* [Prompt]:
Reproduce every line of the records below word for word, leaving out the pictures.

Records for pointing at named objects
··········
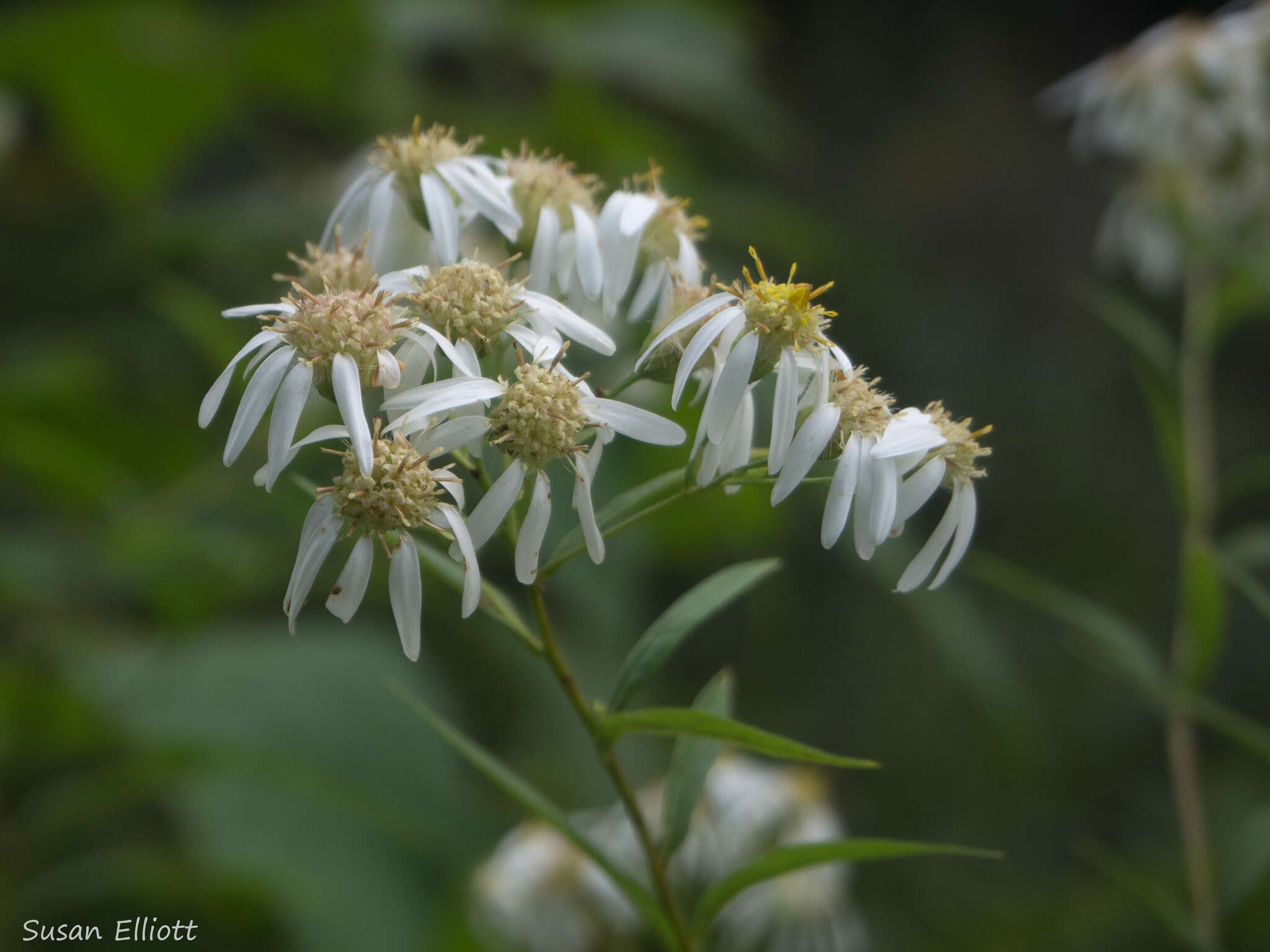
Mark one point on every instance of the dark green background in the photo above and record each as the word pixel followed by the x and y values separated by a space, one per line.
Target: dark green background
pixel 168 751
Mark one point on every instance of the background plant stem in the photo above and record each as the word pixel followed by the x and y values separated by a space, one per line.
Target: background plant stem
pixel 609 760
pixel 1196 395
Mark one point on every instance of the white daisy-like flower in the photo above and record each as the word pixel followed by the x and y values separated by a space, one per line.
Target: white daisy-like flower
pixel 561 234
pixel 424 180
pixel 469 306
pixel 649 234
pixel 756 329
pixel 874 448
pixel 399 495
pixel 536 419
pixel 539 892
pixel 337 342
pixel 954 465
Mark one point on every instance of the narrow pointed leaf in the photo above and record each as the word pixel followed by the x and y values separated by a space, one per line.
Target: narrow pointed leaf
pixel 691 760
pixel 673 721
pixel 788 860
pixel 533 800
pixel 677 622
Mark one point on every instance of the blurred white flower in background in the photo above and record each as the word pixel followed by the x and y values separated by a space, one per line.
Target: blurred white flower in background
pixel 538 891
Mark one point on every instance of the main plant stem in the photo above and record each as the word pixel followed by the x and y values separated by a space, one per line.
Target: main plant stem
pixel 609 760
pixel 1199 461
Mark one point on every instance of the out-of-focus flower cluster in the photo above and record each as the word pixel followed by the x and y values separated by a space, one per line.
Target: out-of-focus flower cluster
pixel 1185 112
pixel 538 892
pixel 440 312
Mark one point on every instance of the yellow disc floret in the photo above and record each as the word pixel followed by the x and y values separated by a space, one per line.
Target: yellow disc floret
pixel 540 415
pixel 465 301
pixel 343 268
pixel 399 494
pixel 962 451
pixel 546 182
pixel 355 323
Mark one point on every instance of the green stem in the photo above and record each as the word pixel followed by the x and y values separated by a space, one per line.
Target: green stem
pixel 1196 395
pixel 733 477
pixel 591 720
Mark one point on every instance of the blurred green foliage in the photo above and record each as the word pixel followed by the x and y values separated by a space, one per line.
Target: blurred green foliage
pixel 168 751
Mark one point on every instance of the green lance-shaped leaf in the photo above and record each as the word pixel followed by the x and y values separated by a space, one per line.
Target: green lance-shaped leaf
pixel 677 622
pixel 786 860
pixel 493 601
pixel 673 721
pixel 691 760
pixel 620 507
pixel 516 787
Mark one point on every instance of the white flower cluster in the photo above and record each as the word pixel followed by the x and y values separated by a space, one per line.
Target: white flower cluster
pixel 1185 110
pixel 541 894
pixel 443 329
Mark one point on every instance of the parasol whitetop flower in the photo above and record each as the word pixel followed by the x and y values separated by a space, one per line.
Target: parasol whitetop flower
pixel 561 234
pixel 338 342
pixel 761 327
pixel 651 234
pixel 469 306
pixel 953 465
pixel 399 495
pixel 535 419
pixel 424 180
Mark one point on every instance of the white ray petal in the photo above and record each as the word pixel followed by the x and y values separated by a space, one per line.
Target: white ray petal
pixel 346 381
pixel 966 514
pixel 637 213
pixel 450 434
pixel 784 410
pixel 442 218
pixel 390 371
pixel 930 552
pixel 406 593
pixel 471 570
pixel 886 489
pixel 917 489
pixel 698 347
pixel 254 310
pixel 636 421
pixel 908 432
pixel 586 466
pixel 543 257
pixel 293 397
pixel 806 448
pixel 568 323
pixel 255 400
pixel 842 489
pixel 528 544
pixel 647 291
pixel 403 281
pixel 216 392
pixel 591 267
pixel 733 380
pixel 351 586
pixel 495 505
pixel 686 320
pixel 313 552
pixel 860 524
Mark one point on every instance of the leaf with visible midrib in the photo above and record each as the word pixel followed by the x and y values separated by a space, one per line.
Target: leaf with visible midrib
pixel 691 760
pixel 675 721
pixel 786 860
pixel 677 622
pixel 506 780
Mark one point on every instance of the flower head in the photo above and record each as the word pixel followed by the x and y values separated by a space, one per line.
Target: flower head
pixel 381 508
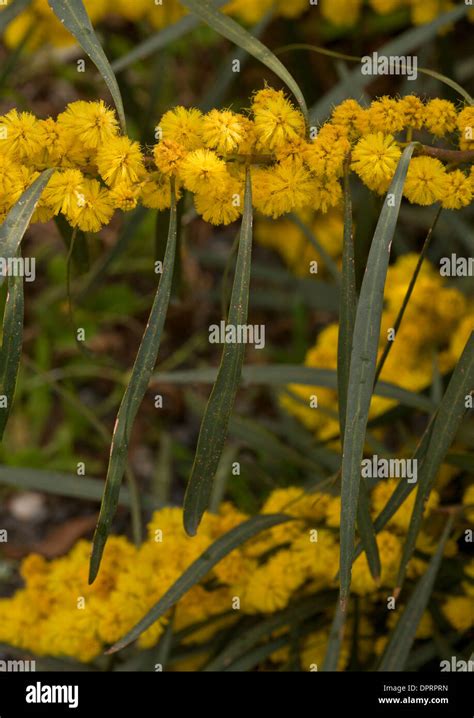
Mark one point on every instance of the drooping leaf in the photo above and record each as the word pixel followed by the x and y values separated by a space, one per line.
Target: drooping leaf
pixel 18 218
pixel 61 484
pixel 347 314
pixel 403 636
pixel 363 365
pixel 445 425
pixel 199 569
pixel 11 11
pixel 133 396
pixel 245 640
pixel 214 427
pixel 73 15
pixel 280 375
pixel 12 342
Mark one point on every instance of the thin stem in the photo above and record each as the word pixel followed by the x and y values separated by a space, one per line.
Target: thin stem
pixel 408 294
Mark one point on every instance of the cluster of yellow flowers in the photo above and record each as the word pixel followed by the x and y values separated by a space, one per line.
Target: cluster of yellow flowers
pixel 39 22
pixel 437 323
pixel 57 613
pixel 99 170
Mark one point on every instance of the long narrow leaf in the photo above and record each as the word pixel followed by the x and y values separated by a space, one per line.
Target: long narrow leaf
pixel 280 375
pixel 403 636
pixel 347 314
pixel 10 352
pixel 453 411
pixel 199 569
pixel 73 15
pixel 363 365
pixel 347 307
pixel 11 11
pixel 133 396
pixel 448 418
pixel 215 423
pixel 336 636
pixel 246 640
pixel 234 32
pixel 61 484
pixel 17 220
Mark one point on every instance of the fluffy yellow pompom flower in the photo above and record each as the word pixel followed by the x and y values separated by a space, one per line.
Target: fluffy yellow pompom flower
pixel 279 189
pixel 465 124
pixel 124 196
pixel 352 116
pixel 458 190
pixel 440 117
pixel 91 123
pixel 223 131
pixel 222 207
pixel 20 136
pixel 182 126
pixel 63 191
pixel 375 159
pixel 169 157
pixel 386 115
pixel 93 209
pixel 326 155
pixel 276 120
pixel 156 191
pixel 120 160
pixel 203 170
pixel 413 111
pixel 426 181
pixel 327 194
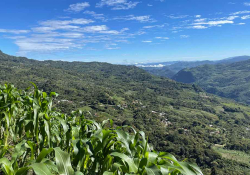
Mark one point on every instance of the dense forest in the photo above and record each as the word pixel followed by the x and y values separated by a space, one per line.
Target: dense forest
··········
* [Task result]:
Mark one point on every instance of the dark green background in the photo above and record each as the word pixel followed by the x and y values separated by a space, one per line.
Target: dark green background
pixel 168 751
Mark one point on every instance of the background plant stem in the photo above and record each as the word pixel followed by the x and y values separated by a space, one per line.
Target: background plant stem
pixel 609 760
pixel 1196 395
Mark one point on every instance of the white daisy-like flower in the photo above and record each as the word pixel followed by the x and y values separated by a space, one per line.
Target: white daisy-like flower
pixel 561 234
pixel 424 180
pixel 469 306
pixel 649 234
pixel 756 329
pixel 874 448
pixel 399 495
pixel 536 419
pixel 539 892
pixel 337 342
pixel 954 465
Mark one point on every instance of the narrow pointed leaf in the photo above and record each as the word pixel followed by the x and y values separated by a space, one per line.
Target: narrow pointed leaf
pixel 691 760
pixel 673 721
pixel 788 860
pixel 533 800
pixel 677 622
Mark one point on every instance of the blurred white flower in background in the photo above and record each as the word pixel followed by the x and y values separated by a space, one per line.
Target: blurred white flower in background
pixel 538 891
Mark one point on every instance of the main plant stem in the photo above and record each as the word pixel followed by the x and y values separated by a space, one per line.
Target: main plant stem
pixel 609 760
pixel 1199 461
Mark one point on every instance of the out-of-focus flower cluster in the photo above and record each as the word pixel followed by the x and y values separated by a space, one per line.
Target: out-of-focus flower cluster
pixel 1185 112
pixel 538 892
pixel 440 312
Mark one point on every instance of the yellow disc floret in the photo above and record each as the word pixel followed by the x and y values separated by a space, one per line.
Target: yellow disc floret
pixel 540 415
pixel 465 301
pixel 343 268
pixel 399 494
pixel 962 451
pixel 546 182
pixel 355 323
Mark one point on every instance of the green stem in the photo above and record each as the word pixel followed by the x and y values separated by a space, one per line.
Target: green stem
pixel 1196 395
pixel 733 477
pixel 591 720
Mark one point on every instance of the blurred green foliage in the photo above and record each as the word pixel followed by the x and y values separated by a space, one per line.
Target: blurred green foliage
pixel 168 751
Mark one point on every instance of the green lance-shaped leaf in the photo above and record each as the word pixel followed by the x and y values separated by a space, one per line.
Target: green lance-shaped leaf
pixel 677 622
pixel 786 860
pixel 493 601
pixel 673 721
pixel 691 760
pixel 620 507
pixel 516 787
Mark one point on every instance of the white flower cluster in the photo above and record each as the word pixel followed by the x and y values separated by a space, one per line.
Target: white flower cluster
pixel 1185 110
pixel 541 894
pixel 443 329
Mark one point on every instance of the parasol whitetop flower in the photo above and record each as the word pixel followed by the x and y values separated by a space, one per line.
Target: parasol whitetop flower
pixel 561 234
pixel 338 342
pixel 761 327
pixel 651 234
pixel 469 306
pixel 953 465
pixel 399 495
pixel 535 419
pixel 424 180
Mark one point on every instance of the white ray petal in the photo above and record each as the word pixel followed by the x and y values separated by a space, one per line.
Target: white ray petal
pixel 346 381
pixel 966 514
pixel 637 213
pixel 450 434
pixel 784 410
pixel 442 218
pixel 390 371
pixel 930 552
pixel 406 593
pixel 471 570
pixel 886 489
pixel 917 489
pixel 698 347
pixel 254 310
pixel 636 421
pixel 908 432
pixel 586 466
pixel 543 257
pixel 293 397
pixel 806 448
pixel 568 323
pixel 255 400
pixel 842 489
pixel 528 544
pixel 647 291
pixel 403 281
pixel 216 392
pixel 591 267
pixel 733 380
pixel 351 586
pixel 495 505
pixel 686 320
pixel 313 552
pixel 860 524
Mark one point on every instance of the leaf with visible midrib in the photo above and record each as the word pixel followed by the x and y values separated by a space, one per line.
Target: leaf with visible midrib
pixel 691 760
pixel 675 721
pixel 786 860
pixel 677 622
pixel 506 780
Mark one point on every instance of the flower head in the photo above and record each as the word pixel followed by the x and y values separated by a space, one per line.
Target: flower head
pixel 381 508
Mark one point on every instance of the drooping leaf in the photo above and record each as the word pixel followed by the x and y values separated by a space, one per line.
Target: drooping leaf
pixel 18 218
pixel 61 484
pixel 347 314
pixel 403 636
pixel 363 365
pixel 445 425
pixel 199 569
pixel 11 11
pixel 133 396
pixel 245 640
pixel 214 427
pixel 73 15
pixel 280 375
pixel 12 342
Mark one point on every instance of the thin stem in the photo above and record each as the word pixel followed by the x and y values separated by a space, one per line.
Target: thin stem
pixel 408 294
Mark one point on every instance of the cluster of yellow flowers in the photo above and record each as the word pixel followed by the x and y values separated by a space, one per line.
Target: cluster of yellow flowers
pixel 39 22
pixel 437 323
pixel 57 613
pixel 99 170
Mark one point on every instance of the long narrow leaf in the photo above and record each as the word pixel followed by the x and y values separated by a space, one per line.
Target: long narrow leaf
pixel 280 375
pixel 403 636
pixel 347 314
pixel 10 352
pixel 453 411
pixel 199 569
pixel 73 15
pixel 363 365
pixel 347 307
pixel 11 11
pixel 133 396
pixel 448 418
pixel 215 423
pixel 336 636
pixel 246 640
pixel 234 32
pixel 61 484
pixel 17 220
Mark one point on every instance of the fluffy yellow pompom flower in the photo above and record each as the word pixel followed by the x and y values separated by a space, one per line.
Target: fluffy yellow pompom flower
pixel 279 189
pixel 465 124
pixel 124 196
pixel 352 116
pixel 458 190
pixel 440 117
pixel 91 123
pixel 223 131
pixel 222 207
pixel 20 136
pixel 182 126
pixel 63 191
pixel 375 159
pixel 169 157
pixel 386 115
pixel 93 209
pixel 326 155
pixel 276 120
pixel 156 191
pixel 120 160
pixel 203 170
pixel 413 111
pixel 426 181
pixel 327 194
Mark one point on every instance of the dense forest in the photo above and record each as the word pixel followed by the x and y values separated by a space, one per line.
Target: dense forest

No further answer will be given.